§ **Objective**: Rename "arched window" to "rounded window" in the lines of the listing starting with the line that contains "Where can the directional" and going on through the line that contains "point(276, 191)", both included. Give only those lines, with nothing else changed.
--- start Information shown ---
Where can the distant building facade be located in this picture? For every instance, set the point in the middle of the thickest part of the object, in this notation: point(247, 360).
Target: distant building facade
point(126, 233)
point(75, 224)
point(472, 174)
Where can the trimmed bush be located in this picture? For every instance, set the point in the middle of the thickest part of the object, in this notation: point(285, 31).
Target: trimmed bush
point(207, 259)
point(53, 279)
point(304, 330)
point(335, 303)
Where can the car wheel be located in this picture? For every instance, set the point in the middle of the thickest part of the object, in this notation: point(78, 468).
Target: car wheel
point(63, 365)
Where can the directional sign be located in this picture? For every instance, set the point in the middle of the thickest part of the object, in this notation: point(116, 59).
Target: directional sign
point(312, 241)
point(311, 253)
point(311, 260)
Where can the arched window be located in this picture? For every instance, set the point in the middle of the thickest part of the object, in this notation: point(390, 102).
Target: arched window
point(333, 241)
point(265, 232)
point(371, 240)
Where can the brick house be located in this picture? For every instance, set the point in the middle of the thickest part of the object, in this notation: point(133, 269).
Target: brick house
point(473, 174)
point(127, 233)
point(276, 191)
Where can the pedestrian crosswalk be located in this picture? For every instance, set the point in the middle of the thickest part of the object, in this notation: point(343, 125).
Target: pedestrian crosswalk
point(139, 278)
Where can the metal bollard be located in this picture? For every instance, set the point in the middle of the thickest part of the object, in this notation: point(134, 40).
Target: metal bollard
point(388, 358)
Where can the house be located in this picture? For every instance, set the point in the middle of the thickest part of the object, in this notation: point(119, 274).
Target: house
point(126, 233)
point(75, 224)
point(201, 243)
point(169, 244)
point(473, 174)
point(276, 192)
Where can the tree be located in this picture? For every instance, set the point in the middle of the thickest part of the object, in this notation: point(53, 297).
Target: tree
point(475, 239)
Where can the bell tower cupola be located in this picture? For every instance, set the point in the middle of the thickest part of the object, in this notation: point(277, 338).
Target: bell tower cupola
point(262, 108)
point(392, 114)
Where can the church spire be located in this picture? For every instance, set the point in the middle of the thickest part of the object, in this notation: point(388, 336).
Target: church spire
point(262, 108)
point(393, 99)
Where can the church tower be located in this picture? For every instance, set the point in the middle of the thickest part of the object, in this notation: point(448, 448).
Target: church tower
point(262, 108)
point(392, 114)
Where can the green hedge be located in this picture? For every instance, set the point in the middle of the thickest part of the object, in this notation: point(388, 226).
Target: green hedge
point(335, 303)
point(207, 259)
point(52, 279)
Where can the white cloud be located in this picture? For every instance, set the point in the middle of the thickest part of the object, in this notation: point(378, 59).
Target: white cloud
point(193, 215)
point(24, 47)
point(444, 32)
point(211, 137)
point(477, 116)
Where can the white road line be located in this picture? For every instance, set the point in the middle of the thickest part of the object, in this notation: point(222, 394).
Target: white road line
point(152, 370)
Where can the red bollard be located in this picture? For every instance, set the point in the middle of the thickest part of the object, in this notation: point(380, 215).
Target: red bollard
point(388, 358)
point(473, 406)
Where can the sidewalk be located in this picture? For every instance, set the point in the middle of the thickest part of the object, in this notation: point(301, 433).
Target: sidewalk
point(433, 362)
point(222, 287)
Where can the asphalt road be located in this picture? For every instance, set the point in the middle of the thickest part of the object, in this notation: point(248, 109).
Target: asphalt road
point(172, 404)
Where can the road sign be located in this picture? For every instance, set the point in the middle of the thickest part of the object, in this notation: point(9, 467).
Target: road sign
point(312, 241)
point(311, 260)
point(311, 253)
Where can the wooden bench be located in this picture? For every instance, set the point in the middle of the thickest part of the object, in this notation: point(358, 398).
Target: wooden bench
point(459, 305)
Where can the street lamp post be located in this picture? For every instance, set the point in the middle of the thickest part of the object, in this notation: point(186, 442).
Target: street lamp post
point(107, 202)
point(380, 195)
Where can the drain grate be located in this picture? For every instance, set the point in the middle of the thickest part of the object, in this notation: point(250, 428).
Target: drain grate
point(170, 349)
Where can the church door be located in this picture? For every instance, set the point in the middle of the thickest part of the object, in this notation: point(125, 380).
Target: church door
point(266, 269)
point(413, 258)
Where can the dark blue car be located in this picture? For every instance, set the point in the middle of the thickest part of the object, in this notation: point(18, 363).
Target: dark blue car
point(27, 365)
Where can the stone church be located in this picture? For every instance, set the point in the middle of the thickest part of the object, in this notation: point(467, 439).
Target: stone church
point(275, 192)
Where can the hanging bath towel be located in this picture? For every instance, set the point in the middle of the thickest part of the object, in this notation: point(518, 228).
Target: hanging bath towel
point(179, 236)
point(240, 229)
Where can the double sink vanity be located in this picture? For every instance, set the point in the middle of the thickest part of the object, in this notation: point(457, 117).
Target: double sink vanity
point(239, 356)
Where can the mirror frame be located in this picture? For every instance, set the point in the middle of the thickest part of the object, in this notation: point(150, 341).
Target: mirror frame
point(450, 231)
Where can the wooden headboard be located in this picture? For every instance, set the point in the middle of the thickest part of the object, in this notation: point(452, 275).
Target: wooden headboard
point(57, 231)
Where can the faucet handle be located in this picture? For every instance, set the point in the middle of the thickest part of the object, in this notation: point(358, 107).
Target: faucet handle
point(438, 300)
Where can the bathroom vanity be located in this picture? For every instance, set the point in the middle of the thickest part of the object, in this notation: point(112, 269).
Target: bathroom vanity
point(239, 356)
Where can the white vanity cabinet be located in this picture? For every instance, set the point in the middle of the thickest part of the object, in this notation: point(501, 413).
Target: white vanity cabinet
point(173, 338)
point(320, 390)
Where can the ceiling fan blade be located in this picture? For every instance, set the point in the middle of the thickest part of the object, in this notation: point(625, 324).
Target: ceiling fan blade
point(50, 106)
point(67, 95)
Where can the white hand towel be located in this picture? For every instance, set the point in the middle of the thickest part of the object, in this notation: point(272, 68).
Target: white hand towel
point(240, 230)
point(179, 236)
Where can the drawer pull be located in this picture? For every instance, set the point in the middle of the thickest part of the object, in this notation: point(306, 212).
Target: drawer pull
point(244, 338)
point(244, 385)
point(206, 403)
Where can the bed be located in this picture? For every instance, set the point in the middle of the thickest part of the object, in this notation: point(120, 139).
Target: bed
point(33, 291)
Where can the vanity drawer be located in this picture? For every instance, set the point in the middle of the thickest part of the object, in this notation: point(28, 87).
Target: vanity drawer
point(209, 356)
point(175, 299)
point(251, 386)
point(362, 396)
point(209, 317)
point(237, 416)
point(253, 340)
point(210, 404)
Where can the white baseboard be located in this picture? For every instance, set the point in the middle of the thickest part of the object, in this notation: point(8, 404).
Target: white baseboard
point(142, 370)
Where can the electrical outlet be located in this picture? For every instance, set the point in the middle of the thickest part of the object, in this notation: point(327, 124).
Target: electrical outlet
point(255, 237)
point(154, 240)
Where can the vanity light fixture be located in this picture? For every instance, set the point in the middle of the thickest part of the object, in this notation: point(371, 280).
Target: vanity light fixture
--- end Information shown ---
§ **Output below**:
Where can the directional sign be located in this picture? For every instance, set the point in the middle of the thickest part of the object, in this notation: point(116, 59).
Target: directional sign
point(312, 241)
point(311, 253)
point(311, 260)
Where can the rounded window be located in this picture? For every instance, set the point in the middle of the thickest part of the object, in this notation: point(390, 102).
Target: rounded window
point(333, 241)
point(265, 232)
point(371, 240)
Where can the brick house be located in this picture? For every instance, set the point in the middle of the thickest part of the object, in this notation: point(133, 269).
Target: brick house
point(473, 174)
point(127, 233)
point(276, 191)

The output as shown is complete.